┌─ Data for this exercise

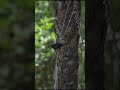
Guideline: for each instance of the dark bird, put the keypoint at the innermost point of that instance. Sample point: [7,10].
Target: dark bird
[56,46]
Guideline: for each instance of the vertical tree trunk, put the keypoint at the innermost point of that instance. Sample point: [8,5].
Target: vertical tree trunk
[95,37]
[66,28]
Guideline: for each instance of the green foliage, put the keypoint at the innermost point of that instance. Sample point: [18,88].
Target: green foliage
[44,37]
[16,56]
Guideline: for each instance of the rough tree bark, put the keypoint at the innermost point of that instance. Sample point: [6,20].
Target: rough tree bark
[67,16]
[94,38]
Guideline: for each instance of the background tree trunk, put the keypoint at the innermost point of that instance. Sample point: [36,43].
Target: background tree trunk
[94,38]
[66,28]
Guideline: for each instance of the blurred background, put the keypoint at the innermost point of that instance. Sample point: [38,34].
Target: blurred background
[17,44]
[44,37]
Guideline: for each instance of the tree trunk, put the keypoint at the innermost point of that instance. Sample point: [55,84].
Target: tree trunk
[66,28]
[94,38]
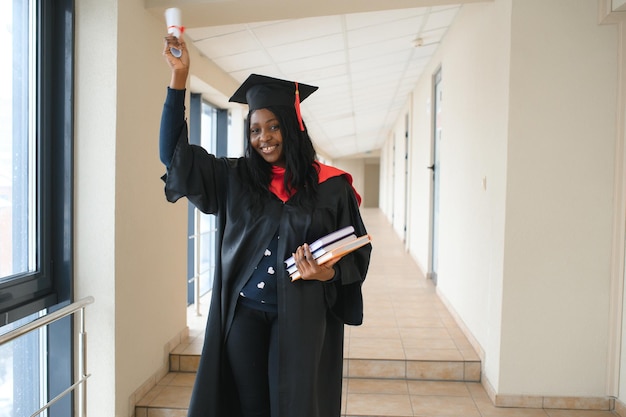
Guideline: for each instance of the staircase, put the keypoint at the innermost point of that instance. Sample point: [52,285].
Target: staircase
[408,342]
[365,378]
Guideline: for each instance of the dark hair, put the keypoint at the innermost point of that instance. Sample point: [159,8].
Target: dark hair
[300,160]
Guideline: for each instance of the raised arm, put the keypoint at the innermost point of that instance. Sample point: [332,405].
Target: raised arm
[173,116]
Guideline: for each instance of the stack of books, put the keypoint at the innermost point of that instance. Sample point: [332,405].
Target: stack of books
[331,246]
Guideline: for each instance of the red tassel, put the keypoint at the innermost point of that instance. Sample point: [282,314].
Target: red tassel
[297,105]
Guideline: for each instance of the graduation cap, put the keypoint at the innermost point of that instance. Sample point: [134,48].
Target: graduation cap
[261,91]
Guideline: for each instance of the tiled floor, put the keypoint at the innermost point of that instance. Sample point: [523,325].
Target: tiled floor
[409,358]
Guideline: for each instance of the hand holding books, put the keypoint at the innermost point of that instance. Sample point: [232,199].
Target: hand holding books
[320,256]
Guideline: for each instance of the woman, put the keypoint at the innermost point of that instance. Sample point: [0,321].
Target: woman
[273,347]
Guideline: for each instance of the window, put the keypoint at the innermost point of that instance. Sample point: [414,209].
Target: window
[35,201]
[201,227]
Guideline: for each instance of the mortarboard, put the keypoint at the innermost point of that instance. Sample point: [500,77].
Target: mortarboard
[260,91]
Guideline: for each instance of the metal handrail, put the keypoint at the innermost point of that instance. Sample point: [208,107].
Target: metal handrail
[76,307]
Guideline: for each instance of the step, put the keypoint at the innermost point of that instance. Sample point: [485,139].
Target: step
[363,397]
[430,370]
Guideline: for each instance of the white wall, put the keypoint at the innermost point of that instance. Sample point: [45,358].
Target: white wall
[356,168]
[529,105]
[475,67]
[559,213]
[130,249]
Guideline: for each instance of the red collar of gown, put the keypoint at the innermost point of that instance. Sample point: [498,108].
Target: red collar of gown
[325,172]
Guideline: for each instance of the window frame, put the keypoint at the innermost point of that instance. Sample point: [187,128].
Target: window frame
[50,284]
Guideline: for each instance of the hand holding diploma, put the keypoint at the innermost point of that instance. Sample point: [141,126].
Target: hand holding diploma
[174,27]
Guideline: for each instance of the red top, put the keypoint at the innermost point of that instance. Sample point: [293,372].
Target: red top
[325,172]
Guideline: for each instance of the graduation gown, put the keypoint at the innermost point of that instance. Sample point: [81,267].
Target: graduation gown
[311,314]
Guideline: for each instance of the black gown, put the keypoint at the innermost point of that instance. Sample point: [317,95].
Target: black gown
[311,314]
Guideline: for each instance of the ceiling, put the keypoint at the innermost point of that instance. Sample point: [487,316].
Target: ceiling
[366,64]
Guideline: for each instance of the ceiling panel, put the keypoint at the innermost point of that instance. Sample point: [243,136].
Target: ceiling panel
[366,65]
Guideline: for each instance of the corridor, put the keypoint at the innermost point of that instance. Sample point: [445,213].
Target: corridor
[409,358]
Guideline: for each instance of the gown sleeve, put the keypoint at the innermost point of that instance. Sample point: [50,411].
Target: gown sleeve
[343,294]
[191,171]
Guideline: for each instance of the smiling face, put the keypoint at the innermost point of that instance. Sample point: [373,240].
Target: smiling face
[266,137]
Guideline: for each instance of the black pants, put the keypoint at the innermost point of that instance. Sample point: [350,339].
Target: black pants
[252,349]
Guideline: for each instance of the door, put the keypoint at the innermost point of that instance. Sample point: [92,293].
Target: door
[435,171]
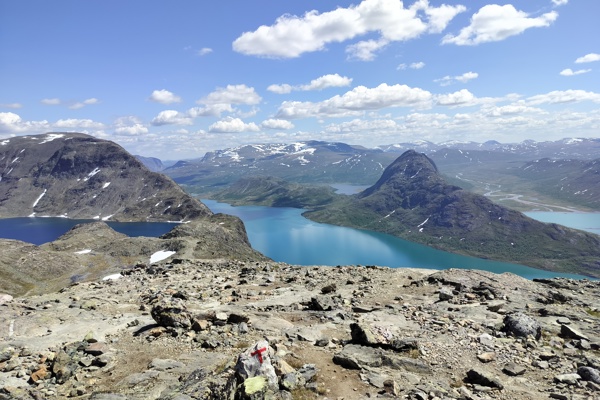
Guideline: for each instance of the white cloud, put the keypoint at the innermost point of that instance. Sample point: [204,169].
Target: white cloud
[232,94]
[129,126]
[512,109]
[326,81]
[564,96]
[72,123]
[204,51]
[366,50]
[588,58]
[457,99]
[415,65]
[51,102]
[232,125]
[280,89]
[291,36]
[276,124]
[164,97]
[356,101]
[323,82]
[211,110]
[81,104]
[11,105]
[570,72]
[171,117]
[464,78]
[493,23]
[9,119]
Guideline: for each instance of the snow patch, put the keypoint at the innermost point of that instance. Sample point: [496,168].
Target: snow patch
[303,160]
[160,255]
[52,136]
[423,223]
[38,199]
[94,172]
[86,251]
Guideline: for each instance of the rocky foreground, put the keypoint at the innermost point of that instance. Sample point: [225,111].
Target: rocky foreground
[192,329]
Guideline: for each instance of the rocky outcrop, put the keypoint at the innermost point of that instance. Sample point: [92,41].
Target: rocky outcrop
[79,176]
[198,329]
[94,250]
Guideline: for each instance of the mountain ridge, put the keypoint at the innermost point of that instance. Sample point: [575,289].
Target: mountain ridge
[413,202]
[78,176]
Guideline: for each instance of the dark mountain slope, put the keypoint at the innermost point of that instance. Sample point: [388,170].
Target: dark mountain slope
[78,176]
[412,201]
[575,181]
[275,192]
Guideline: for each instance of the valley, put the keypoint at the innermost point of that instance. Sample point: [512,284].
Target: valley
[98,315]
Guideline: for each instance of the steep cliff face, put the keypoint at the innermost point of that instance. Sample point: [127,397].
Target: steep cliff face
[78,176]
[411,200]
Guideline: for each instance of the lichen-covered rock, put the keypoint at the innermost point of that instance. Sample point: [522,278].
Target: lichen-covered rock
[171,312]
[522,325]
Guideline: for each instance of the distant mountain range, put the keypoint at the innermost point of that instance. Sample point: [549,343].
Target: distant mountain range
[412,201]
[478,167]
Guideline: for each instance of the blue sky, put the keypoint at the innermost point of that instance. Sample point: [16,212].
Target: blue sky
[177,79]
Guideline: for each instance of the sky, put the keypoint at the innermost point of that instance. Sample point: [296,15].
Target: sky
[177,79]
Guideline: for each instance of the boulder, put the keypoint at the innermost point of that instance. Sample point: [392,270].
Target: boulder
[381,336]
[571,333]
[522,325]
[171,312]
[484,379]
[589,374]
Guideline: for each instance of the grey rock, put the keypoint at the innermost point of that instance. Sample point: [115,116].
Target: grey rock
[291,381]
[484,379]
[445,294]
[522,325]
[589,374]
[355,356]
[572,333]
[329,288]
[380,336]
[362,357]
[322,303]
[308,372]
[513,369]
[171,312]
[570,379]
[159,364]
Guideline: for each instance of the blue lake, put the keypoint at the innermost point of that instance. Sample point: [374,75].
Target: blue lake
[585,221]
[39,230]
[284,235]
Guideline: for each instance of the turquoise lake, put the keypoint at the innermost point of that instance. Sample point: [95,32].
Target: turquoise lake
[284,235]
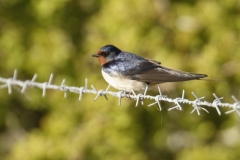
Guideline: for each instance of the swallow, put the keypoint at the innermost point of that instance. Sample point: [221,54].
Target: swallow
[126,71]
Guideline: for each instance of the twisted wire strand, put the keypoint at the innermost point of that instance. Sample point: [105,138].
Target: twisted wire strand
[198,104]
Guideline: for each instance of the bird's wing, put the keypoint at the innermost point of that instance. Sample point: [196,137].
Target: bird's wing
[162,74]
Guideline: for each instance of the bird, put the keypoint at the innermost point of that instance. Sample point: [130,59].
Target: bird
[129,72]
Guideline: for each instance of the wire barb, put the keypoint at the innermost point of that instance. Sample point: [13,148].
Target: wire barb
[197,103]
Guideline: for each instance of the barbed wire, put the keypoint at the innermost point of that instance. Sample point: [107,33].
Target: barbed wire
[197,103]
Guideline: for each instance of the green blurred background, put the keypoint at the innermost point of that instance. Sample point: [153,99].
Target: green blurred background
[59,36]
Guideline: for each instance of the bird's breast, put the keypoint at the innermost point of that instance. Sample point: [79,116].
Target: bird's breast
[123,83]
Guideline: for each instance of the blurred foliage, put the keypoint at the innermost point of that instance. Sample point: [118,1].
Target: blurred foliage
[59,37]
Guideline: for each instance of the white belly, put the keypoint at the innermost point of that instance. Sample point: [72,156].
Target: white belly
[124,84]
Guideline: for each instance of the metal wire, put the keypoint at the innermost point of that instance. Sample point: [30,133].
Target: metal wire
[198,104]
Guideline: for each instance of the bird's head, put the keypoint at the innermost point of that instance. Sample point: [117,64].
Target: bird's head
[107,53]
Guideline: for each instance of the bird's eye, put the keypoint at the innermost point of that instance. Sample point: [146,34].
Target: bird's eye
[106,54]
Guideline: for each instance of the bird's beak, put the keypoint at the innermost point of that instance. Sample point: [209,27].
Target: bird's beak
[95,55]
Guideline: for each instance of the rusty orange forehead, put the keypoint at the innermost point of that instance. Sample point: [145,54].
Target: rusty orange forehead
[99,52]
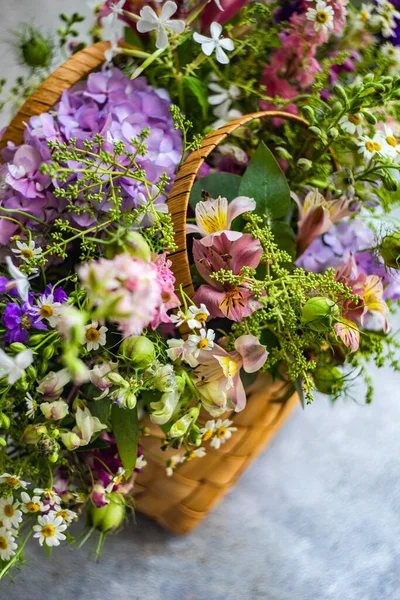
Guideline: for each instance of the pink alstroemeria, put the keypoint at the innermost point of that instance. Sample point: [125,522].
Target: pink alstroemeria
[215,216]
[317,215]
[224,367]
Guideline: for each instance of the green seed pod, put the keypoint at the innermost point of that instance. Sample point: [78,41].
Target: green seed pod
[318,313]
[328,379]
[139,350]
[390,250]
[108,517]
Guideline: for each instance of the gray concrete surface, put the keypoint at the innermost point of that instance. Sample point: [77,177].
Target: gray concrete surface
[315,518]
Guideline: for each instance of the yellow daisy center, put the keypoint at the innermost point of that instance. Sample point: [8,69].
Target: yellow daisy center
[46,311]
[32,507]
[48,531]
[3,543]
[322,17]
[92,334]
[9,510]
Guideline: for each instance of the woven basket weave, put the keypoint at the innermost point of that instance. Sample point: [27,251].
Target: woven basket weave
[181,501]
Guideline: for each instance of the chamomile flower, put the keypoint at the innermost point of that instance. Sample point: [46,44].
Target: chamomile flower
[172,463]
[197,316]
[352,123]
[50,529]
[223,432]
[10,515]
[95,336]
[13,481]
[203,341]
[27,251]
[322,16]
[32,505]
[67,515]
[370,147]
[7,544]
[31,406]
[49,309]
[141,462]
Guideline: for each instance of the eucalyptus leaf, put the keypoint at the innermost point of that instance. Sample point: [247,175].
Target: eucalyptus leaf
[264,181]
[217,184]
[125,428]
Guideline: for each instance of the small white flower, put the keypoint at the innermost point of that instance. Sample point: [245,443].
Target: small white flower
[197,316]
[32,505]
[49,529]
[117,9]
[67,515]
[10,515]
[370,147]
[13,367]
[223,431]
[94,337]
[21,280]
[48,309]
[203,341]
[215,43]
[141,462]
[27,251]
[163,23]
[172,463]
[322,15]
[116,480]
[13,481]
[50,495]
[7,544]
[352,123]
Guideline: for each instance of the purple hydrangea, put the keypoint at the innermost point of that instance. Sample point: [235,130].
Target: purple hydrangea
[335,247]
[107,103]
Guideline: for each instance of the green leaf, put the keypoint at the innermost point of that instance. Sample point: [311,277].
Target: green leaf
[265,182]
[217,184]
[199,91]
[284,237]
[125,428]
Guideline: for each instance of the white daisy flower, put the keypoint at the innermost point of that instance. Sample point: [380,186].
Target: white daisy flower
[13,481]
[95,337]
[48,494]
[223,432]
[162,24]
[31,406]
[203,341]
[172,463]
[215,43]
[370,147]
[10,515]
[32,505]
[116,480]
[352,123]
[141,462]
[322,15]
[49,310]
[197,316]
[27,251]
[7,544]
[49,529]
[67,515]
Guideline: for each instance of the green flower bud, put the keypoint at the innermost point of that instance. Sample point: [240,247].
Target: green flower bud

└─

- Work to be completed -
Exact copy, no pictures. Write out the lines in the entries above, starting with the line with "Target: smiling face" and going on through the line with "Guideline: for each instance of the dark mountain", keeping both.

- Written solution -
Target: smiling face
[266,137]
Guideline: for each instance of the black pants, put the keypoint at the innermost point of that instance. Sample point: [350,339].
Target: black pants
[252,349]
Guideline: for each instance of the door, put the keypoint at the innermost point of that instance. Sample point: [92,293].
Target: door
[435,171]
Guideline: for each instance of the white cloud, put the keypoint at the innermost point of that instance. Sample point: [204,169].
Target: white cloud
[232,94]
[129,126]
[512,109]
[326,81]
[564,96]
[72,123]
[204,51]
[366,50]
[588,58]
[457,99]
[415,65]
[51,102]
[232,125]
[280,89]
[291,36]
[276,124]
[164,97]
[356,101]
[323,82]
[211,110]
[81,104]
[11,105]
[570,72]
[171,117]
[464,78]
[493,23]
[9,119]
Guideline: for each instance of the snow patch, put the keypoint at the innermost point of that instance. Sample point: [496,168].
Target: snow patch
[303,160]
[160,255]
[52,136]
[423,223]
[38,199]
[94,172]
[86,251]
Guideline: for each instance of the rocky foreground, put the keypoint at the innermost point of that instance. Sample point: [225,111].
Target: rocky foreground
[192,329]
Guideline: for each instance of the rocky outcrop, put the keypoint at the innermost point of that instance. Sample point: [92,41].
Target: rocky outcrop
[79,176]
[198,329]
[94,250]
Guideline: for each instance of the mountain ridge, put the keypoint at the innermost point of that instance. Sample point: [575,289].
Target: mountain ridge
[413,202]
[78,176]
Guideline: for each instance of the dark mountain slope, put the keypoint at the innermost point of that instance. Sample point: [388,170].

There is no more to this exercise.